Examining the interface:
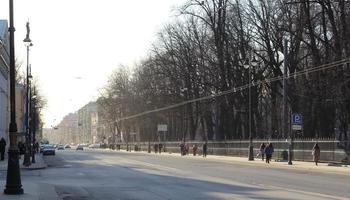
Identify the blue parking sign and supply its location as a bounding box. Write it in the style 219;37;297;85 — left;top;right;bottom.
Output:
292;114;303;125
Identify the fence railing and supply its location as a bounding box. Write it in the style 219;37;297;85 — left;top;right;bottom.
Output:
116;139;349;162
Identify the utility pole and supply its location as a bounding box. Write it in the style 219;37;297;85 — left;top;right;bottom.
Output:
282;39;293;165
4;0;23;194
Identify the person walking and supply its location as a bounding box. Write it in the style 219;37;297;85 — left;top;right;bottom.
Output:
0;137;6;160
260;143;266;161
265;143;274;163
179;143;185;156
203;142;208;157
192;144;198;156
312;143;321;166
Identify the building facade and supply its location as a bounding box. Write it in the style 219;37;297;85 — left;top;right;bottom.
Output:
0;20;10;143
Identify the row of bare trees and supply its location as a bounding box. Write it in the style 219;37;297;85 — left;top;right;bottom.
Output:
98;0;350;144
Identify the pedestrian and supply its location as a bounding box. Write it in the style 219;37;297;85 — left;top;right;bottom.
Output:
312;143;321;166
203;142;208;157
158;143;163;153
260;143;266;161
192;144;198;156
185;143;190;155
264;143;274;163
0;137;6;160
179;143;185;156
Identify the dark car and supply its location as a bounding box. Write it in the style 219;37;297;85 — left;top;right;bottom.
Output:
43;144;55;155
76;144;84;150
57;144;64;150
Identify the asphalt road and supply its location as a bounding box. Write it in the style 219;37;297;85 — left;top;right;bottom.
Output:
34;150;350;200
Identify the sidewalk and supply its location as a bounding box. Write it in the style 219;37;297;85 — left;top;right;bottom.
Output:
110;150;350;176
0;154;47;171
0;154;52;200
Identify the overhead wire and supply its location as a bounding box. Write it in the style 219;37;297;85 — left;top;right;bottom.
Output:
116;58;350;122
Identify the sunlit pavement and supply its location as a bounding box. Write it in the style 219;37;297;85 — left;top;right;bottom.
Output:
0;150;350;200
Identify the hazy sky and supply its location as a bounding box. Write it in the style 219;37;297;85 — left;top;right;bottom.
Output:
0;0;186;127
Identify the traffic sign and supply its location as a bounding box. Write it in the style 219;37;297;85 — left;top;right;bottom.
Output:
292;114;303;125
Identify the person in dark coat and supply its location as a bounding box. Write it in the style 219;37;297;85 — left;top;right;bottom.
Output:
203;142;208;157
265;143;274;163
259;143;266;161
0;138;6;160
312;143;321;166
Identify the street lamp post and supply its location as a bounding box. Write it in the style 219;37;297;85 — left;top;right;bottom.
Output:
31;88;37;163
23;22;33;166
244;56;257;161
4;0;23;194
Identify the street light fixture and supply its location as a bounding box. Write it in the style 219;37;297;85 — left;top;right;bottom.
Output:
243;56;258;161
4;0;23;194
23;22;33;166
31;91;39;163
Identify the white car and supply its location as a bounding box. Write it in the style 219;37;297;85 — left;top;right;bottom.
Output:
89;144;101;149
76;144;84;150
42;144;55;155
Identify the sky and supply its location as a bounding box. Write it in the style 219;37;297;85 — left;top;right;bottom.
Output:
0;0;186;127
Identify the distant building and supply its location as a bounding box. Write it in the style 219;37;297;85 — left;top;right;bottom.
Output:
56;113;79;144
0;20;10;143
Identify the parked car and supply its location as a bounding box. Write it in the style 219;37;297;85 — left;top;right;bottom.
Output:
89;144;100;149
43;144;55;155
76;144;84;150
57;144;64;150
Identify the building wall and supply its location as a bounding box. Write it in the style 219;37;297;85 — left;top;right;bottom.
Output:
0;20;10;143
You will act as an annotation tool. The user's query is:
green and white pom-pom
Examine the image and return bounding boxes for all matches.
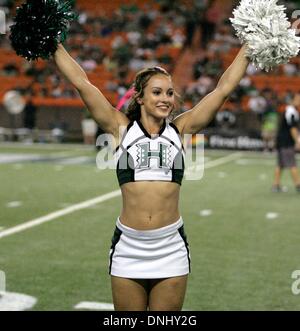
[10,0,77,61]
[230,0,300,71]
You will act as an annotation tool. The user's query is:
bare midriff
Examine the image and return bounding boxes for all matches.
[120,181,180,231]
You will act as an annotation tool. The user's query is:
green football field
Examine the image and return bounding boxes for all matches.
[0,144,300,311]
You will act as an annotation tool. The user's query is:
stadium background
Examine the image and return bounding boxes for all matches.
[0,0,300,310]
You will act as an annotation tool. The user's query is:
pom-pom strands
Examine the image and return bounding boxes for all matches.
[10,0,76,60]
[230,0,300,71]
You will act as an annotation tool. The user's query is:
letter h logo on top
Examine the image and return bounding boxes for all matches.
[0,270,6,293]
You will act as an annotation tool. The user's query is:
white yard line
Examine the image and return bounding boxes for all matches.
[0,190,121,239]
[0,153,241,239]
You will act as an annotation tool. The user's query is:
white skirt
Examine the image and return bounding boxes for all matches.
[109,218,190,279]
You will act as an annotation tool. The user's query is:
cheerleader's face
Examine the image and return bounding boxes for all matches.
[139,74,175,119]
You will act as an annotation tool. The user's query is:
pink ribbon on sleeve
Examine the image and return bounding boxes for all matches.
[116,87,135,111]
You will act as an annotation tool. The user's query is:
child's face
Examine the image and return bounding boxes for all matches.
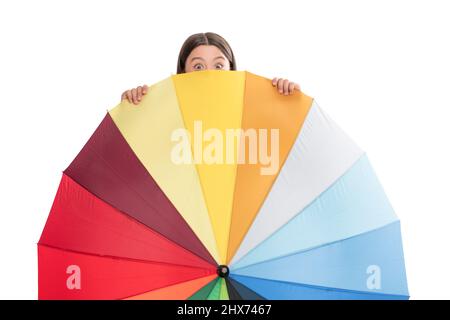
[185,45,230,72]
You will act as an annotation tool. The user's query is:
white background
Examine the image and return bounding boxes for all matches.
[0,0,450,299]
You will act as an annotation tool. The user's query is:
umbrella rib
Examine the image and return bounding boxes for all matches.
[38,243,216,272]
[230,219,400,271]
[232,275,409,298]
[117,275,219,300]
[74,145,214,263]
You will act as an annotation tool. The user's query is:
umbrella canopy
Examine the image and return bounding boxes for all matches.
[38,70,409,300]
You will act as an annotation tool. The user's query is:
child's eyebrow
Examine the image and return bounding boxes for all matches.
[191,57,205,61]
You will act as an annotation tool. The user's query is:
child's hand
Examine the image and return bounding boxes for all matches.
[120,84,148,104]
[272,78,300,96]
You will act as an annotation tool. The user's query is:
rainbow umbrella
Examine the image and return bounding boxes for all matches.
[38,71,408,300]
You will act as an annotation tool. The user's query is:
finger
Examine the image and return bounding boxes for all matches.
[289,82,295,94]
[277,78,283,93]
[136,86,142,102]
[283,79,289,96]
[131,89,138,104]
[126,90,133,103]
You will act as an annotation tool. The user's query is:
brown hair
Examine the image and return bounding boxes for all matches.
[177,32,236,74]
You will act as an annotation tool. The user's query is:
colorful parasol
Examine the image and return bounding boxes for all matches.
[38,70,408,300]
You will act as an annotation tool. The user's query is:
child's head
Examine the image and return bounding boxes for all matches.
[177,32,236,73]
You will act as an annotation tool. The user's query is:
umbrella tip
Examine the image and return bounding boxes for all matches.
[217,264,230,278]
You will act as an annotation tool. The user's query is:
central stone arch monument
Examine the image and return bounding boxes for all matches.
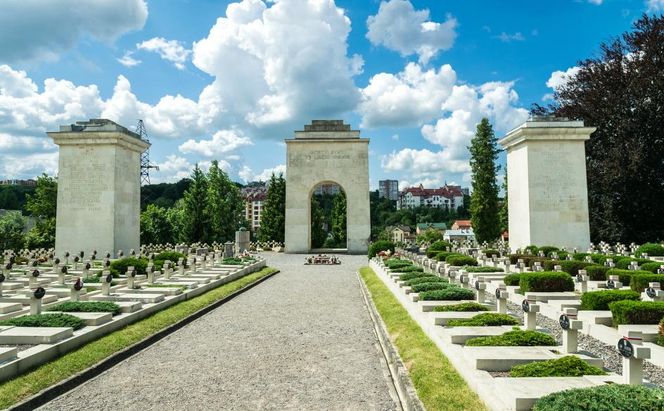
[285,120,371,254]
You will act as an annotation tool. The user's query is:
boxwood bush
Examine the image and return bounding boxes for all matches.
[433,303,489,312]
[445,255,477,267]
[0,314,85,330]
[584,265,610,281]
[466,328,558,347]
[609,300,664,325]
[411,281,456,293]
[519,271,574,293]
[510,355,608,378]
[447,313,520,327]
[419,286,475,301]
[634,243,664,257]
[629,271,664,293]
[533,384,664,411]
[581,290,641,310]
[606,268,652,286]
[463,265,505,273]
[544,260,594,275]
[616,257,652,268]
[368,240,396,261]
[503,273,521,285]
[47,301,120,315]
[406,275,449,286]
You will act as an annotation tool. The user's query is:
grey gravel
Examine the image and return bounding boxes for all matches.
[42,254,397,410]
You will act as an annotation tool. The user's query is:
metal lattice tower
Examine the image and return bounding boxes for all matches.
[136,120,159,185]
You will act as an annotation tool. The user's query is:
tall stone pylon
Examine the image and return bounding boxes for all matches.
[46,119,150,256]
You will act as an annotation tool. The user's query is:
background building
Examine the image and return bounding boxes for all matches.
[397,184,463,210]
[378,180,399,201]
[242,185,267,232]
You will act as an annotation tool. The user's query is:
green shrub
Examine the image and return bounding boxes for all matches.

> Request: Keep only the lines of the data above that contain the string "bare", and copy each one in full. Case counts, so uppercase and lowercase letters must match.

> Full output:
Identify the row of bare trees and supply its location as a bounding box. Write it in the style 219;37;297;85 — left;top;right;bottom.
bare midriff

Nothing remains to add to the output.